* Stated task *
Rewrite the listing from the line that contains "of the yellow" through the end of the listing, both ends included, changing "rear wing" to "rear spoiler" and leaving everything else the same.

◇ ◇ ◇ ◇ ◇ ◇ ◇

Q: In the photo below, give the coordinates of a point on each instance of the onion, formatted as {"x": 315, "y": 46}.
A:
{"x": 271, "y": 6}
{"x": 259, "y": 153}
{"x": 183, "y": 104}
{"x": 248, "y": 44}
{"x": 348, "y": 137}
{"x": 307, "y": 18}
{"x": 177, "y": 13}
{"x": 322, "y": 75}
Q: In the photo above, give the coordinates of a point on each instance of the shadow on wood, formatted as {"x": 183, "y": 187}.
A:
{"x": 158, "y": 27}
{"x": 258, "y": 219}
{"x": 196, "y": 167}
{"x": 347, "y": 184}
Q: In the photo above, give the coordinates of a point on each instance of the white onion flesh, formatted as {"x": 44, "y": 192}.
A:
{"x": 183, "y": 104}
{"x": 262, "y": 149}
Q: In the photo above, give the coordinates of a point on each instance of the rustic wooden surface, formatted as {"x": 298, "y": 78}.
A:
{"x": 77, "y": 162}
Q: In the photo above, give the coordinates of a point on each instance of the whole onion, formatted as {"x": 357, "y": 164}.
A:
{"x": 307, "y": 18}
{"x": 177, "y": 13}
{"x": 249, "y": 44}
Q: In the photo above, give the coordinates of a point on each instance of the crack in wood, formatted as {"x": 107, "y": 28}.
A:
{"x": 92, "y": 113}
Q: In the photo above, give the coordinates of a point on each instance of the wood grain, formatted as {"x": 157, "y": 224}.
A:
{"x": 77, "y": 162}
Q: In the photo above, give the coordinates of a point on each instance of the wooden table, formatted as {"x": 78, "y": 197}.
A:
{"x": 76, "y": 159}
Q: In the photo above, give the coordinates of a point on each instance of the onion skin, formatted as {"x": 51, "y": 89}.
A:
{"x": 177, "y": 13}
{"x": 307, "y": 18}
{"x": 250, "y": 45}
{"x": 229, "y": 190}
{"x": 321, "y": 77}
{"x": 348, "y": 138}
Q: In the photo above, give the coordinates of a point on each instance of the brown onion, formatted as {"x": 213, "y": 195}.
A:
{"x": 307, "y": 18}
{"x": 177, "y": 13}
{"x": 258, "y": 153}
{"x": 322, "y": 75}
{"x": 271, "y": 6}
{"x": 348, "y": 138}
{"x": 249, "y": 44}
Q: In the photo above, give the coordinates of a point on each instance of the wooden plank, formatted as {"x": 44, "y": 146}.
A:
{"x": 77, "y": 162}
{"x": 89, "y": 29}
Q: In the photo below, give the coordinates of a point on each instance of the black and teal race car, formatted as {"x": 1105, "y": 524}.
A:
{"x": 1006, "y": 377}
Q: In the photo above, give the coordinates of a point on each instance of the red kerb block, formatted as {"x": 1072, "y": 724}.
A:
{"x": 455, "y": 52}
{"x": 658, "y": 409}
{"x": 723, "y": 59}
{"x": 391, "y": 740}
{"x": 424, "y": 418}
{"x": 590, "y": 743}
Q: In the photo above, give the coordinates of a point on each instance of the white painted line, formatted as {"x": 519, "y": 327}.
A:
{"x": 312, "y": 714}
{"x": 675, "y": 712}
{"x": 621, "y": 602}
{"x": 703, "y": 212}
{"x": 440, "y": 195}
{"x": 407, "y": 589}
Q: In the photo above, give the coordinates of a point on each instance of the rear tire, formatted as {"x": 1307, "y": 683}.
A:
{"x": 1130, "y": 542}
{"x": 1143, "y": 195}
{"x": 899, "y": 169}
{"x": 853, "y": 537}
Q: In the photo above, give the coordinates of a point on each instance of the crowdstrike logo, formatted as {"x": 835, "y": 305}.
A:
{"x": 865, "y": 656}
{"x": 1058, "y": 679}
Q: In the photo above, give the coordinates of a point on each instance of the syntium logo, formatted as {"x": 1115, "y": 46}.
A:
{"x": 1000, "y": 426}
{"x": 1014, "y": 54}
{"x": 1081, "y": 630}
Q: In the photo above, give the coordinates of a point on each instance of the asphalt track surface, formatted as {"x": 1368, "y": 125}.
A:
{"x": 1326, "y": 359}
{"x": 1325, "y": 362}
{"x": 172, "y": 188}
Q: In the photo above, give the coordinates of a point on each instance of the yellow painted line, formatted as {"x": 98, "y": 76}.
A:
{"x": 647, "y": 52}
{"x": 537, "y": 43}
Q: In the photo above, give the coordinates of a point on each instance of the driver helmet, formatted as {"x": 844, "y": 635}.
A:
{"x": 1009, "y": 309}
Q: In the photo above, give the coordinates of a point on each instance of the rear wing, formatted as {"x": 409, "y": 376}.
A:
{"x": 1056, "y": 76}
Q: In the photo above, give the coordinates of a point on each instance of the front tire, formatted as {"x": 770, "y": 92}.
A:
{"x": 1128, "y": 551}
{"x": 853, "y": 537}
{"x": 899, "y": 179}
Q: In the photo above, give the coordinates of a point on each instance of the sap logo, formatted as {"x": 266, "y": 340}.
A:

◇ ◇ ◇ ◇ ◇ ◇ ◇

* Final result *
Q: In the photo above, give the coordinates of a point on each instance of the yellow painted line, formatted as {"x": 98, "y": 76}.
A:
{"x": 647, "y": 52}
{"x": 537, "y": 43}
Q: In the photo above, give the coordinates of a point on each instance of the driver helmet, formatted as {"x": 844, "y": 635}.
A:
{"x": 1009, "y": 309}
Q: In the photo above, give the coordinates of a point on each instance of the rear spoiler, formatted as {"x": 409, "y": 376}.
A:
{"x": 1056, "y": 76}
Q: In the photo above, give the coordinates of a point on each instance of the front tire, formatted as {"x": 770, "y": 92}.
A:
{"x": 1128, "y": 551}
{"x": 853, "y": 537}
{"x": 899, "y": 179}
Q: In the photo above, give the coordinates of a point on each instance of the sap logo, formatted as {"x": 266, "y": 340}.
A:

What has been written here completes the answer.